WORK REQUIRED:
Determine how many lines of the data below contain the word "building", treating uppercase and lowercase letters as distinct. Give only the number.

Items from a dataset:
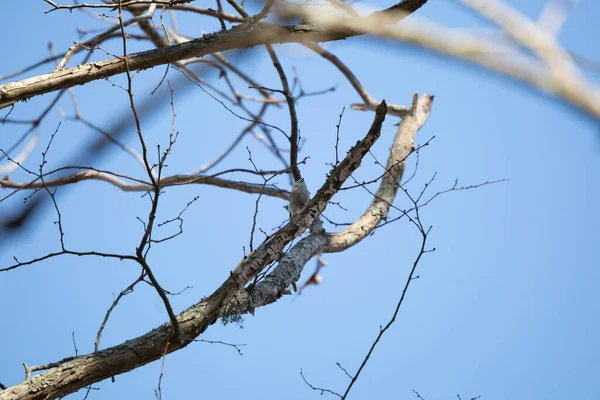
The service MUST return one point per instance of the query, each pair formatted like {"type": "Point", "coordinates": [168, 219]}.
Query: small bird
{"type": "Point", "coordinates": [299, 197]}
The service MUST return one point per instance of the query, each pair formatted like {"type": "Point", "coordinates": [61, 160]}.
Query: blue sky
{"type": "Point", "coordinates": [506, 307]}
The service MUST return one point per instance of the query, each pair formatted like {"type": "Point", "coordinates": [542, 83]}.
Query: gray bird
{"type": "Point", "coordinates": [299, 197]}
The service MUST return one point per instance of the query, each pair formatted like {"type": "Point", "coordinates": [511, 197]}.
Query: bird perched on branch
{"type": "Point", "coordinates": [299, 197]}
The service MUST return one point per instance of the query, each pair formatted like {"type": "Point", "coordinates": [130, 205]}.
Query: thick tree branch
{"type": "Point", "coordinates": [289, 268]}
{"type": "Point", "coordinates": [72, 374]}
{"type": "Point", "coordinates": [239, 37]}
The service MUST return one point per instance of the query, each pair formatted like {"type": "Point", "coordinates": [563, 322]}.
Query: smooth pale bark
{"type": "Point", "coordinates": [289, 268]}
{"type": "Point", "coordinates": [239, 37]}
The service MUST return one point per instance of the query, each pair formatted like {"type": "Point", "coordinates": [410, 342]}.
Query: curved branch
{"type": "Point", "coordinates": [289, 268]}
{"type": "Point", "coordinates": [69, 375]}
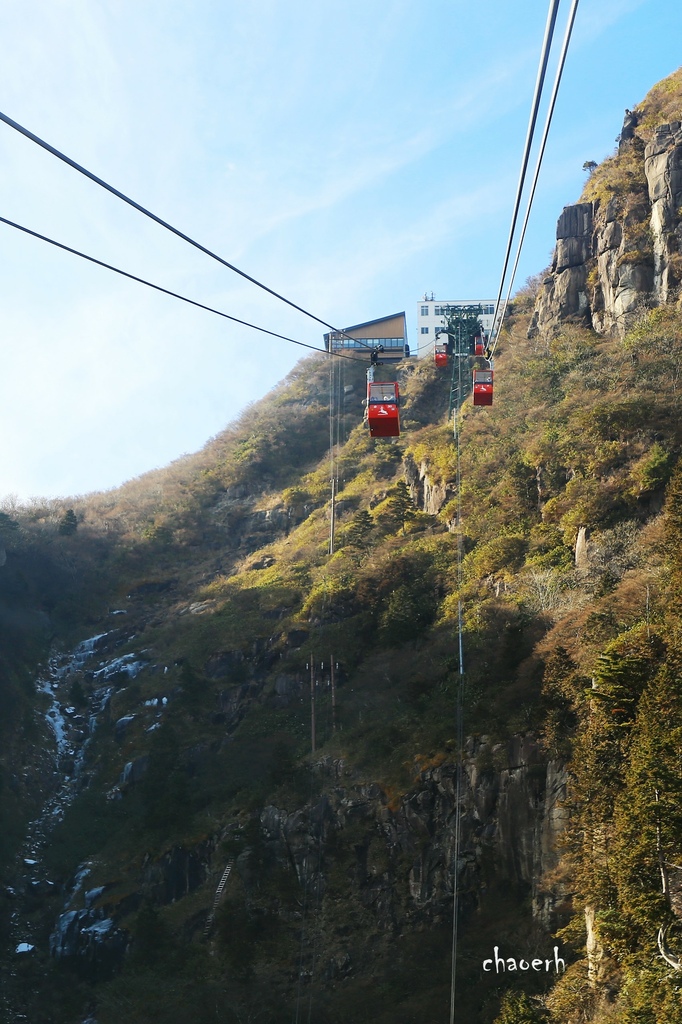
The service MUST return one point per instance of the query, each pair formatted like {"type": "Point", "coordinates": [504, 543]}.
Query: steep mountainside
{"type": "Point", "coordinates": [229, 756]}
{"type": "Point", "coordinates": [621, 247]}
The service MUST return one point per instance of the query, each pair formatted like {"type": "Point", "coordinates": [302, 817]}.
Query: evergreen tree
{"type": "Point", "coordinates": [359, 528]}
{"type": "Point", "coordinates": [520, 1009]}
{"type": "Point", "coordinates": [400, 507]}
{"type": "Point", "coordinates": [68, 523]}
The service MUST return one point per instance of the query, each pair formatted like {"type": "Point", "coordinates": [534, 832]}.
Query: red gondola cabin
{"type": "Point", "coordinates": [382, 410]}
{"type": "Point", "coordinates": [482, 387]}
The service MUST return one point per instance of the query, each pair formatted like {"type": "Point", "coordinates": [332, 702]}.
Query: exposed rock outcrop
{"type": "Point", "coordinates": [623, 250]}
{"type": "Point", "coordinates": [427, 494]}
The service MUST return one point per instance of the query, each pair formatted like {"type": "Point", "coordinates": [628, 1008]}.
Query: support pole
{"type": "Point", "coordinates": [312, 704]}
{"type": "Point", "coordinates": [333, 680]}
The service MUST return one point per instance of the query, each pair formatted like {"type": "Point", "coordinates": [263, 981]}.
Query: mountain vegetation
{"type": "Point", "coordinates": [263, 798]}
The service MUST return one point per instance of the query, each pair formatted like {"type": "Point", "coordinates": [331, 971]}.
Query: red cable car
{"type": "Point", "coordinates": [440, 355]}
{"type": "Point", "coordinates": [382, 410]}
{"type": "Point", "coordinates": [482, 387]}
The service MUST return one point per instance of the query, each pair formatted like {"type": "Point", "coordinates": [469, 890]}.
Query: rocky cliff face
{"type": "Point", "coordinates": [622, 250]}
{"type": "Point", "coordinates": [396, 858]}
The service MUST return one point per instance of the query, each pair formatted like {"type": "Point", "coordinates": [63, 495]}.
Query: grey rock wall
{"type": "Point", "coordinates": [616, 256]}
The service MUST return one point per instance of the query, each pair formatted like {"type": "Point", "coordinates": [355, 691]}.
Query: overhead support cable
{"type": "Point", "coordinates": [164, 223]}
{"type": "Point", "coordinates": [541, 154]}
{"type": "Point", "coordinates": [167, 291]}
{"type": "Point", "coordinates": [542, 70]}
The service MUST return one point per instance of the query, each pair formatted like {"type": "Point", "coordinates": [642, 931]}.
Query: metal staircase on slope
{"type": "Point", "coordinates": [216, 898]}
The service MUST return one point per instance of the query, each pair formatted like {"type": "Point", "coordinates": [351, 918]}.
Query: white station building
{"type": "Point", "coordinates": [430, 314]}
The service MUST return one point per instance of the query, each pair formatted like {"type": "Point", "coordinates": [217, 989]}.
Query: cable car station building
{"type": "Point", "coordinates": [391, 332]}
{"type": "Point", "coordinates": [430, 313]}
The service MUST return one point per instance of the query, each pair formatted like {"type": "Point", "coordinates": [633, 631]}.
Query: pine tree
{"type": "Point", "coordinates": [400, 507]}
{"type": "Point", "coordinates": [359, 528]}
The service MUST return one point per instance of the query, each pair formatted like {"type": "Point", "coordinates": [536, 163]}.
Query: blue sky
{"type": "Point", "coordinates": [351, 155]}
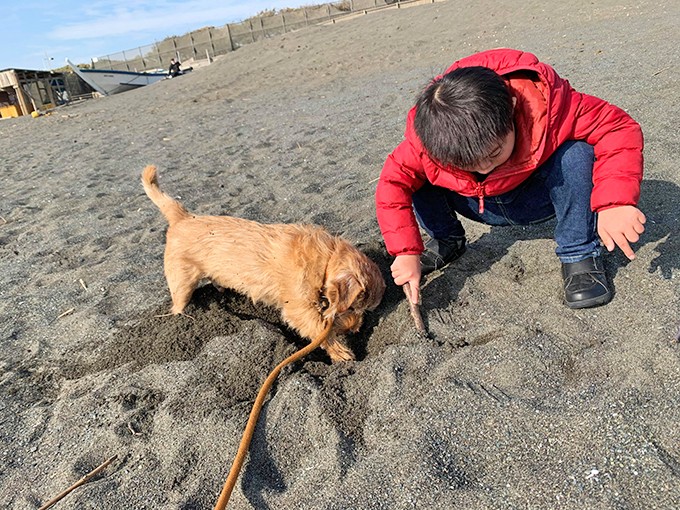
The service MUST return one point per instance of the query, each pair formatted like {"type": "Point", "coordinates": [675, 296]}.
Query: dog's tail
{"type": "Point", "coordinates": [171, 208]}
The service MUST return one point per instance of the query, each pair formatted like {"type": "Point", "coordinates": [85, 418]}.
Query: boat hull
{"type": "Point", "coordinates": [108, 82]}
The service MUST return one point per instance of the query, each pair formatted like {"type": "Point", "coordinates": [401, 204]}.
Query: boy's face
{"type": "Point", "coordinates": [498, 155]}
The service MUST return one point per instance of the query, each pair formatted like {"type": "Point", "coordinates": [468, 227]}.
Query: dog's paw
{"type": "Point", "coordinates": [338, 351]}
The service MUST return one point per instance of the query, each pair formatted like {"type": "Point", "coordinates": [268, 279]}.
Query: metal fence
{"type": "Point", "coordinates": [209, 42]}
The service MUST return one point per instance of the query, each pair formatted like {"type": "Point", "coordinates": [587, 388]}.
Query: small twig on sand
{"type": "Point", "coordinates": [80, 482]}
{"type": "Point", "coordinates": [133, 431]}
{"type": "Point", "coordinates": [70, 310]}
{"type": "Point", "coordinates": [415, 310]}
{"type": "Point", "coordinates": [171, 314]}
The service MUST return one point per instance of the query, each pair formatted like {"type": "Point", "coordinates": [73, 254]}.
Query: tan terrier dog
{"type": "Point", "coordinates": [304, 271]}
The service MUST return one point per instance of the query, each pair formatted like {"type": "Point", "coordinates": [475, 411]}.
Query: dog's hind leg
{"type": "Point", "coordinates": [182, 282]}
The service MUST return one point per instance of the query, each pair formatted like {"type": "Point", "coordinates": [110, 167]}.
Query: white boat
{"type": "Point", "coordinates": [107, 81]}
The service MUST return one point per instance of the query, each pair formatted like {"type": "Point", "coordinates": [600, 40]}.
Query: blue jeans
{"type": "Point", "coordinates": [560, 188]}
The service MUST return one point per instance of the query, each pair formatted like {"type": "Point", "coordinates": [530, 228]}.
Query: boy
{"type": "Point", "coordinates": [501, 139]}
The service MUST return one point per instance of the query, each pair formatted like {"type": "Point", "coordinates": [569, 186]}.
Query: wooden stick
{"type": "Point", "coordinates": [255, 413]}
{"type": "Point", "coordinates": [415, 310]}
{"type": "Point", "coordinates": [80, 482]}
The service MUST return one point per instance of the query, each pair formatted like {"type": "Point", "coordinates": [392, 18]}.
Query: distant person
{"type": "Point", "coordinates": [174, 69]}
{"type": "Point", "coordinates": [501, 139]}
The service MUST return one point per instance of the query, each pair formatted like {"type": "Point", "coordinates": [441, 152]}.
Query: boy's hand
{"type": "Point", "coordinates": [620, 225]}
{"type": "Point", "coordinates": [406, 268]}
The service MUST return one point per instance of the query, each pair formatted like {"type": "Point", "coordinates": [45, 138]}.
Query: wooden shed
{"type": "Point", "coordinates": [23, 91]}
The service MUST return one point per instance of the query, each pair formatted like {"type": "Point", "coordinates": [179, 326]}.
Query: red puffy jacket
{"type": "Point", "coordinates": [548, 113]}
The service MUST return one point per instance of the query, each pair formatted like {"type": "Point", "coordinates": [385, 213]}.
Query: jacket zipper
{"type": "Point", "coordinates": [480, 195]}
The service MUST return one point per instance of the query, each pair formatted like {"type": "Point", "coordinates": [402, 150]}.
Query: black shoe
{"type": "Point", "coordinates": [585, 284]}
{"type": "Point", "coordinates": [439, 253]}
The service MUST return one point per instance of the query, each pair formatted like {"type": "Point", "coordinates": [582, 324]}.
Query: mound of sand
{"type": "Point", "coordinates": [515, 401]}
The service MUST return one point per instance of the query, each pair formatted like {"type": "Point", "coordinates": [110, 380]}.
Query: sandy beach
{"type": "Point", "coordinates": [515, 402]}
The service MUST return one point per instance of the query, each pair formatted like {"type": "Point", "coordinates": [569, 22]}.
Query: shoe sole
{"type": "Point", "coordinates": [590, 303]}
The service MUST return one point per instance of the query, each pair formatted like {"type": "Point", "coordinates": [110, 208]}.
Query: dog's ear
{"type": "Point", "coordinates": [342, 291]}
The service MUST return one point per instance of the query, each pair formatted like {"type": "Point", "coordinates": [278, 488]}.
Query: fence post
{"type": "Point", "coordinates": [212, 44]}
{"type": "Point", "coordinates": [231, 41]}
{"type": "Point", "coordinates": [158, 53]}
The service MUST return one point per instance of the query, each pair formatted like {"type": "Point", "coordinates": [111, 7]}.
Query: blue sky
{"type": "Point", "coordinates": [41, 34]}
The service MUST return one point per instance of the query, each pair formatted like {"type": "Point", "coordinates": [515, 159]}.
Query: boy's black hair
{"type": "Point", "coordinates": [461, 116]}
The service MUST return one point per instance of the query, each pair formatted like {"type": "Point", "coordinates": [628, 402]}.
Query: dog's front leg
{"type": "Point", "coordinates": [310, 324]}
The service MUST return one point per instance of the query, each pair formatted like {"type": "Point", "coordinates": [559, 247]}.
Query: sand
{"type": "Point", "coordinates": [514, 402]}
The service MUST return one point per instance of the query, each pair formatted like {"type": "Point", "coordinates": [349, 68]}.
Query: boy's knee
{"type": "Point", "coordinates": [577, 155]}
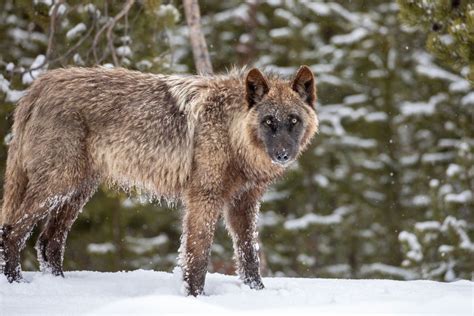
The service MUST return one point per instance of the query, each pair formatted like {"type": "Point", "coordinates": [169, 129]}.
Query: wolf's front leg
{"type": "Point", "coordinates": [202, 214]}
{"type": "Point", "coordinates": [241, 220]}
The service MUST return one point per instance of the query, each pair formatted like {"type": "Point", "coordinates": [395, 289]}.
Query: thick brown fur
{"type": "Point", "coordinates": [195, 138]}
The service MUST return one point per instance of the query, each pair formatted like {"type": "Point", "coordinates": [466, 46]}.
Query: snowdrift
{"type": "Point", "coordinates": [158, 293]}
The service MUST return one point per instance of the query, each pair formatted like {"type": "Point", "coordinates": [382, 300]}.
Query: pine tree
{"type": "Point", "coordinates": [450, 28]}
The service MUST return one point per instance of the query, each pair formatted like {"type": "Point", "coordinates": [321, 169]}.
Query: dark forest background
{"type": "Point", "coordinates": [386, 189]}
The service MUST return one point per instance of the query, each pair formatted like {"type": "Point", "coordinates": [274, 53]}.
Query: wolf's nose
{"type": "Point", "coordinates": [282, 157]}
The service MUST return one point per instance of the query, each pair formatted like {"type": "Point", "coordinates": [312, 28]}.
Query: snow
{"type": "Point", "coordinates": [282, 32]}
{"type": "Point", "coordinates": [401, 273]}
{"type": "Point", "coordinates": [158, 293]}
{"type": "Point", "coordinates": [411, 240]}
{"type": "Point", "coordinates": [76, 31]}
{"type": "Point", "coordinates": [11, 95]}
{"type": "Point", "coordinates": [428, 225]}
{"type": "Point", "coordinates": [463, 197]}
{"type": "Point", "coordinates": [315, 219]}
{"type": "Point", "coordinates": [124, 51]}
{"type": "Point", "coordinates": [37, 67]}
{"type": "Point", "coordinates": [468, 99]}
{"type": "Point", "coordinates": [321, 9]}
{"type": "Point", "coordinates": [351, 38]}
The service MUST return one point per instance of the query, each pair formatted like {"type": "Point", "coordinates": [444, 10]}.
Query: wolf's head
{"type": "Point", "coordinates": [283, 112]}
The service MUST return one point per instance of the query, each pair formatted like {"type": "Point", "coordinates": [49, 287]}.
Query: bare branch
{"type": "Point", "coordinates": [109, 26]}
{"type": "Point", "coordinates": [198, 42]}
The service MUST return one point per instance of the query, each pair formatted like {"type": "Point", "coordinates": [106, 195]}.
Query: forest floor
{"type": "Point", "coordinates": [159, 293]}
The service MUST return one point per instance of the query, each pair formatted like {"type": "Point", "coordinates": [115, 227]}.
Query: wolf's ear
{"type": "Point", "coordinates": [304, 85]}
{"type": "Point", "coordinates": [256, 86]}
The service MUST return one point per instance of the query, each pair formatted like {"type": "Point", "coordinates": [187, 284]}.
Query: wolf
{"type": "Point", "coordinates": [214, 142]}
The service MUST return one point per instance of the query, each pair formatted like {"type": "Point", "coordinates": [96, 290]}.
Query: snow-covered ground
{"type": "Point", "coordinates": [159, 293]}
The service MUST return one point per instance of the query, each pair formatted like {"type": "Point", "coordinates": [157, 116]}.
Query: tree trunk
{"type": "Point", "coordinates": [198, 42]}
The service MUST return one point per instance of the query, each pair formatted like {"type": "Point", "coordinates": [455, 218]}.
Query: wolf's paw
{"type": "Point", "coordinates": [254, 284]}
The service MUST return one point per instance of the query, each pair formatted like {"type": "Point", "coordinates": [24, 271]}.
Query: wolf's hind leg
{"type": "Point", "coordinates": [52, 240]}
{"type": "Point", "coordinates": [16, 230]}
{"type": "Point", "coordinates": [241, 221]}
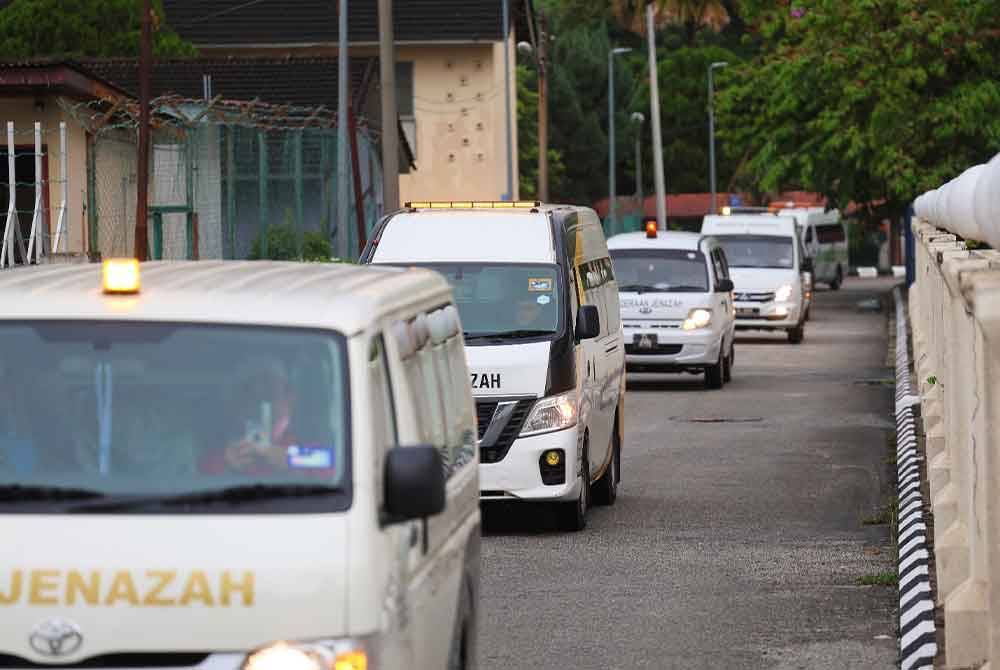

SOLUTION TO THIS EXERCISE:
2